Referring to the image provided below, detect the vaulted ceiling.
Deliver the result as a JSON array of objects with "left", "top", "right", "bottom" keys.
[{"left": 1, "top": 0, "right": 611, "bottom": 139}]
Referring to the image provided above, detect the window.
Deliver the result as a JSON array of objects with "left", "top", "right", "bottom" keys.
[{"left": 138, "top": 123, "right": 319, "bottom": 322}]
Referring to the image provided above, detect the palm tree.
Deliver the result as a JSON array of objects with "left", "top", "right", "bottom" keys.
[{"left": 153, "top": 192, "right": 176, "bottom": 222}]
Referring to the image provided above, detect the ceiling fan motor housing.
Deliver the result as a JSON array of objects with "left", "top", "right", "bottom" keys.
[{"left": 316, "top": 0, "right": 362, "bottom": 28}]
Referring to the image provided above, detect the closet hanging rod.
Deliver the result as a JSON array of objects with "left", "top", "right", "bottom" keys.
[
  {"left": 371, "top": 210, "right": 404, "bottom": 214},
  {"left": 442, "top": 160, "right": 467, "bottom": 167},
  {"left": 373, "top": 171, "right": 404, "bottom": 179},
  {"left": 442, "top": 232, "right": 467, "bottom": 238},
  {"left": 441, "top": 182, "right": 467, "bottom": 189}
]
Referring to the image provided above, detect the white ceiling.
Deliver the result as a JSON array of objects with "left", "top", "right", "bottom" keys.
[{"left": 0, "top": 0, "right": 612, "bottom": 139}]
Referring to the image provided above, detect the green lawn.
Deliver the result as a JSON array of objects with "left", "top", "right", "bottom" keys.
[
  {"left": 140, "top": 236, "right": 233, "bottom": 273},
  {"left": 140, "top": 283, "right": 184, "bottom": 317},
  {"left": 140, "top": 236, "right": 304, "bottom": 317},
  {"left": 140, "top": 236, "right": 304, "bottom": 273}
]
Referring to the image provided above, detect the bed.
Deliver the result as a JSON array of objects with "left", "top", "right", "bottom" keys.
--
Problem statement: Retype every one of the records above word for word, leaving nothing out and changing nothing.

Response to the exercise:
Referring to the image provided below, detect the vaulted ceiling.
Deliver the result as a JSON array of objects with "left", "top", "right", "bottom" keys.
[{"left": 1, "top": 0, "right": 611, "bottom": 139}]
Referring to the image provided above, detect the window.
Deliver the result as a JSON array of objects with "left", "top", "right", "bottom" keys.
[{"left": 138, "top": 123, "right": 319, "bottom": 322}]
Referring to the image provided above, detect the palm tree.
Deliver the result as a JSON array of objects with "left", "top", "right", "bottom" keys.
[{"left": 153, "top": 192, "right": 176, "bottom": 222}]
Referring to the image provided above, detect the ceiling fan motor housing.
Deliver the result as a JSON array of objects with "left", "top", "right", "bottom" keys.
[{"left": 316, "top": 0, "right": 362, "bottom": 28}]
Referring to the image provided above, detect the closet hanging rod.
Deliver the result as a JSON array of objects with "left", "top", "right", "bottom" keys.
[
  {"left": 371, "top": 210, "right": 404, "bottom": 214},
  {"left": 442, "top": 160, "right": 467, "bottom": 167},
  {"left": 373, "top": 171, "right": 404, "bottom": 179},
  {"left": 442, "top": 232, "right": 467, "bottom": 238},
  {"left": 441, "top": 182, "right": 467, "bottom": 189}
]
Referring to the image provided above, detect the white ceiling.
Deliver the result as a JSON array of objects with "left", "top", "right", "bottom" keys.
[{"left": 0, "top": 0, "right": 612, "bottom": 139}]
Referring to the image provided above, detect the green lawn.
Deliver the result as a JSON array of objects with "left", "top", "right", "bottom" keys.
[
  {"left": 140, "top": 236, "right": 233, "bottom": 273},
  {"left": 140, "top": 283, "right": 184, "bottom": 317},
  {"left": 140, "top": 236, "right": 304, "bottom": 317},
  {"left": 140, "top": 236, "right": 304, "bottom": 273}
]
Referring to the image provided above, detect the bed.
Deliver the result as a JSON array of objects with "left", "top", "right", "bottom" keys.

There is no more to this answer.